### DATA RECORDS

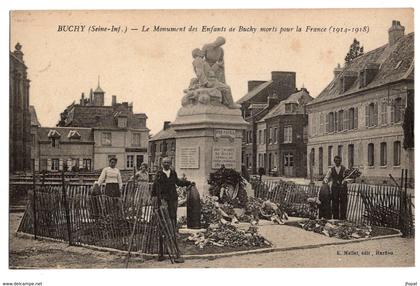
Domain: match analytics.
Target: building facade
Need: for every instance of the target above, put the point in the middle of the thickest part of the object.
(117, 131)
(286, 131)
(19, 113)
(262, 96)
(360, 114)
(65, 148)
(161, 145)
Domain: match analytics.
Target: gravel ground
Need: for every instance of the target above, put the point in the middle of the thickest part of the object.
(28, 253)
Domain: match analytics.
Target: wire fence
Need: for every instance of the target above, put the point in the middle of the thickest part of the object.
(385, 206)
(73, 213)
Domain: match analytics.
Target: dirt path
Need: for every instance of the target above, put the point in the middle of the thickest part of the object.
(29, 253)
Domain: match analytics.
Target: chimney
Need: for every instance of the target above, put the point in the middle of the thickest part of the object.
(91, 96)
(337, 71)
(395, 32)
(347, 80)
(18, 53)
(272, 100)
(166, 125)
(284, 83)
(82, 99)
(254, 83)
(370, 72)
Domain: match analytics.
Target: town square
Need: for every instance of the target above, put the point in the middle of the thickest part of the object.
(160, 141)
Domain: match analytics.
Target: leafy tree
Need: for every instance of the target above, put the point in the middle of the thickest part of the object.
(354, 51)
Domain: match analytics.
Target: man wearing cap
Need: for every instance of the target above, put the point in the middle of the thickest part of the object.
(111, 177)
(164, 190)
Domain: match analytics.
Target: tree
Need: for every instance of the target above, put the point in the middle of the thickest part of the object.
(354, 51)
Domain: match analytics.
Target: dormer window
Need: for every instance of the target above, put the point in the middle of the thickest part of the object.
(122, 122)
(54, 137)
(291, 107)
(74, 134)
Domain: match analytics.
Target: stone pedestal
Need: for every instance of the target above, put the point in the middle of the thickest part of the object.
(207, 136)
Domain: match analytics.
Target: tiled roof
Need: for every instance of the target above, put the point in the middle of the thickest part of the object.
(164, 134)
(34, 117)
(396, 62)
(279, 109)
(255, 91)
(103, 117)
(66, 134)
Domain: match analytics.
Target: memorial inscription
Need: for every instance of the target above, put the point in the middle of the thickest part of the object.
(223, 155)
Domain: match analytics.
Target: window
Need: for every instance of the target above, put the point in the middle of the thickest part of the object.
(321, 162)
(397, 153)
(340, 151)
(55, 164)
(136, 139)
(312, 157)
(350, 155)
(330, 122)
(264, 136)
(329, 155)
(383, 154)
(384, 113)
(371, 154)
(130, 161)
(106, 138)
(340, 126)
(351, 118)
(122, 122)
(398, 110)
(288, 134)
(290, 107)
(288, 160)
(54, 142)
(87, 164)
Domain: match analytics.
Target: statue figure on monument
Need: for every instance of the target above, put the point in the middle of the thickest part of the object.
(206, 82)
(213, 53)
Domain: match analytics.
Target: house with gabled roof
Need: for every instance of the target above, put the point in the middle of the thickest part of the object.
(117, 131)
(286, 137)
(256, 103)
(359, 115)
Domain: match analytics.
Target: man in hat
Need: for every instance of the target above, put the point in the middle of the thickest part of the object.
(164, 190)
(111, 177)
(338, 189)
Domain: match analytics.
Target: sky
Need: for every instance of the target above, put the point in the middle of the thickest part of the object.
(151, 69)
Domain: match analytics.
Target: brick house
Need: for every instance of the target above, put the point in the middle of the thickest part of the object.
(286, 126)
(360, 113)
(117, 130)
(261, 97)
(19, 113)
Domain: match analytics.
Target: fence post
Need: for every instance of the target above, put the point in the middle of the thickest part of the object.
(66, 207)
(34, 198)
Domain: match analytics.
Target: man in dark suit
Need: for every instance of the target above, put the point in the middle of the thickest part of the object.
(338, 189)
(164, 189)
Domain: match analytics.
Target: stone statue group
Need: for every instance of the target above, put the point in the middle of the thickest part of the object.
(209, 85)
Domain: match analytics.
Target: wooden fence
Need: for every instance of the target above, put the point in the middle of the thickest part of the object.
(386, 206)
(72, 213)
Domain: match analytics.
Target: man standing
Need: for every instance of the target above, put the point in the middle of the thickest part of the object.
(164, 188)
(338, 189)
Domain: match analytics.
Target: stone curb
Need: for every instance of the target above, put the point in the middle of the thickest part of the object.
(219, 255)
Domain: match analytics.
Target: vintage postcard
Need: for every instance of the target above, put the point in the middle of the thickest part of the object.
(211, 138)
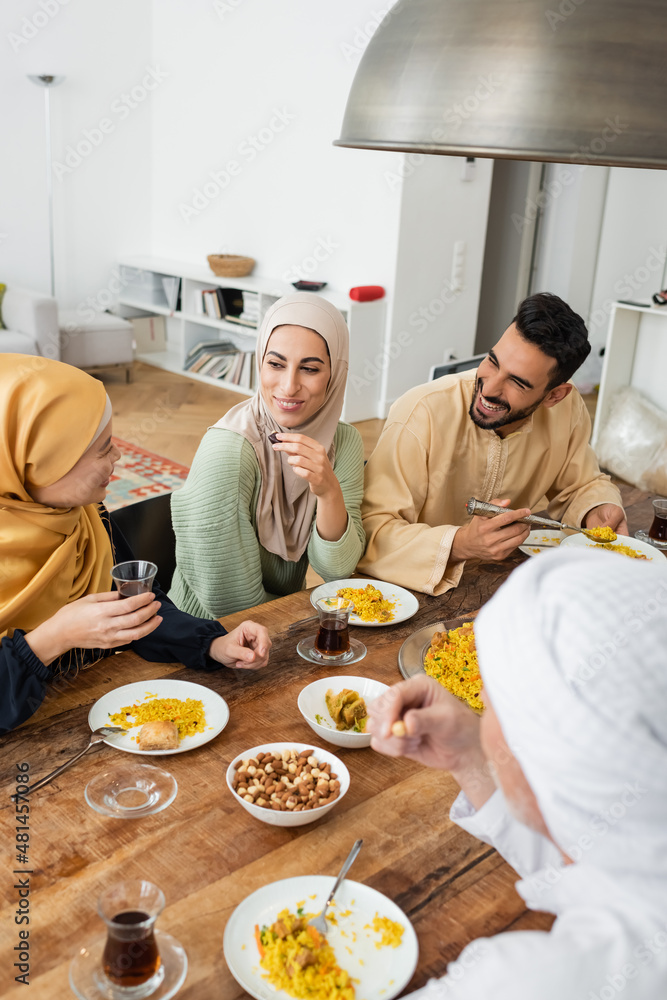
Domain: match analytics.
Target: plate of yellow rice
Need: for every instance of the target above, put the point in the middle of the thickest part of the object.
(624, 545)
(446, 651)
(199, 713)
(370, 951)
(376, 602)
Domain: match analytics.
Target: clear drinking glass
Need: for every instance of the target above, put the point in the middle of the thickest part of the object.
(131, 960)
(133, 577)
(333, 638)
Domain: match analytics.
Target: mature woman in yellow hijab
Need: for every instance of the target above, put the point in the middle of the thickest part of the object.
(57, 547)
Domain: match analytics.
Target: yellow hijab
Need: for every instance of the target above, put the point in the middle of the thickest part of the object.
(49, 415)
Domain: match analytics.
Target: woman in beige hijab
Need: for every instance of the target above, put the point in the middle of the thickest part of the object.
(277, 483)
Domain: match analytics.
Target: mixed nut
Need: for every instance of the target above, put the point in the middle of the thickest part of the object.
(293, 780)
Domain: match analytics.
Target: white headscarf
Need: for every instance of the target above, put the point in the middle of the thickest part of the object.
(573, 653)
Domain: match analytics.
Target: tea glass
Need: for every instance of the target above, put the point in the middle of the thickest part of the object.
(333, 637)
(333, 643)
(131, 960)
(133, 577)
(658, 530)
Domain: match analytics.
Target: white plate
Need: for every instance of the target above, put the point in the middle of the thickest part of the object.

### WHAT IS NEEDED
Take the entries shown above and quote them verbatim, passing over the pictures.

### OUTPUT FOR THIS EXERCISE
Domain: match analytics.
Target: building facade
Need: for every instance of the target above, put the point in the middle of the thickest part of the object.
(117, 131)
(286, 131)
(19, 113)
(262, 96)
(360, 114)
(65, 148)
(161, 145)
Domain: match analytics.
Target: gravel ground
Need: for every instance of the target above, put the point in the middle of the thickest part of the object.
(28, 253)
Domain: match analytics.
Target: wire fence
Need: for every instance of the target above, put the point in the middle of the thickest part of the object.
(385, 206)
(73, 213)
Domain: match analytics.
Target: dirt path
Need: for every instance of the target above, put the point in the middle of the thickest part of the object.
(29, 253)
Domain: match analytics.
Target: chimney
Need: for every instance of the target above, put the point in the middle of the thickest part of the object.
(91, 96)
(337, 71)
(395, 32)
(347, 80)
(18, 53)
(272, 100)
(166, 125)
(284, 83)
(82, 99)
(254, 83)
(370, 72)
Domain: match analytics.
Target: town square
Need: for every instance of the target above, put the point in the middle of the thickest part of the object.
(160, 141)
Domain: match analytics.
Target: leafy tree
Need: for every instance of the target above, put the point in the middle of the thickest part of the object.
(354, 51)
Domain: match analytics.
Target: man wearing cap
Need: for every instance of the target above, put the point in the middle of the thickest part of the object.
(111, 177)
(164, 190)
Domain: match analytics.
Target: tree
Need: for every instance of the target above, put the point in the middle of the thickest part of the object.
(354, 51)
Domain: match analytics.
Target: dormer window
Need: for every instance of the target above, put the point in the middle of the thickest part of the object.
(122, 122)
(54, 137)
(291, 107)
(74, 134)
Domain: match analytics.
Target: stone pedestal
Need: for every instance of the target above, put the point in the middle of the thickest part of the object.
(207, 136)
Domain: match analytics.
Target: tiled roof
Need: for every instance of the target above, put the point in the middle of the thickest part of the object.
(164, 134)
(34, 117)
(396, 62)
(279, 109)
(255, 91)
(103, 117)
(66, 134)
Domain: match analytics.
Target: memorial inscription
Need: for every instance of the target above, put the point in the middle of the thickest part of the object.
(223, 155)
Domain: match analytics.
Target: window
Need: for every instance of the target above, put the point in the middle of the thickest part of the object.
(321, 162)
(397, 153)
(340, 151)
(55, 164)
(136, 139)
(312, 157)
(350, 155)
(330, 122)
(264, 136)
(329, 155)
(383, 154)
(384, 113)
(371, 154)
(130, 161)
(106, 138)
(340, 126)
(351, 118)
(122, 122)
(398, 110)
(288, 134)
(290, 107)
(288, 160)
(54, 142)
(87, 164)
Domain: match analytics.
Target: statue figure on monument
Need: for every instance of the target above, put the point in the middle of the thickest part of the object.
(206, 82)
(213, 53)
Domain: match analytics.
Target: house with gabled roof
Need: for every instance of the target above, put the point in the middle of the thickest part of the object.
(117, 131)
(286, 137)
(256, 103)
(359, 115)
Domain: match analytics.
Target: man in hat
Need: for every instance of the target above, put the point in the middle of the thickest part of the object.
(164, 190)
(111, 177)
(338, 189)
Domain: match analytics.
Target: sky
Need: for every instance of the target above, put the point in the middle of the thickest part of the object.
(151, 69)
Domain: match analytics.
Target: brick house
Need: for every instance of the target above, put the point in the middle of the thickest part of the object.
(286, 126)
(360, 113)
(117, 130)
(261, 97)
(19, 113)
Domain: match analytics.
Target: fence post
Need: for every instance of the target above, put the point in the middle of the thickest part of the object.
(66, 207)
(34, 198)
Domain: match analytics.
Target: man in dark suit
Need: for every instance of the target above, put the point in the middle of the thickest part of the object.
(338, 189)
(164, 189)
Domain: match analytics.
Target: stone statue group
Need: for every instance of the target above, put the point in the middle of the thickest part of the object.
(209, 85)
Domain: match analytics.
Target: wooden fence
Need: for every instance of the target above, put the point in the middle of the thickest part of the object.
(386, 206)
(72, 213)
Domain: match analytics.
Target: man standing
Need: for every instance of the target above, put the point in the middle of the thickest part of the object.
(164, 188)
(338, 189)
Domain: match analytics.
Target: stone curb
Need: for every instance of the target above, put the point in the middle of the thickest part of the object.
(219, 255)
Domain: match analytics.
Target: vintage postcard
Need: for every instance of the target above, put the point in the middle of the thickest part of the object.
(211, 138)
Domain: match analytics.
Target: plate of yellow rice
Need: for every instance of the target above, put the point in the middle of the thickest part of the object.
(624, 545)
(446, 651)
(199, 713)
(370, 951)
(376, 602)
Domain: match analytics.
Target: clear drinking glass
Need: for every instance of the target above, put the point in the middle of the thickest part of the object.
(131, 960)
(133, 577)
(333, 638)
Domain: match analytics.
Target: mature woman in yellow hijab
Need: for every instance of the target above, put the point in the middle of the thickest part of the object.
(57, 547)
Domain: match analytics.
Target: yellow hijab
Need: for every instance of the target above, put the point in the middle of the thickest part of the object.
(49, 415)
Domain: match analytics.
Target: woman in beige hijab
Need: for every instance of the target above, put the point in the middle of the thickest part of the object.
(277, 483)
Domain: match analytics.
Target: mixed nut
Need: for every instance of the target above, put the point in the middle of the thickest part of the object.
(293, 780)
Domain: match analytics.
Target: white headscarf
Need: for every instance of the target above, put the point in the middle of the thickest part of the object.
(573, 653)
Domain: match analytics.
Target: tea glass
Need: for every instance of the target above, put the point in the middle of the thickest part of the object.
(333, 637)
(333, 643)
(131, 960)
(133, 577)
(658, 530)
Domain: match analytics.
Target: white plate
Need: for every instance of the target above, put the point in the middle of the thickest part of the object.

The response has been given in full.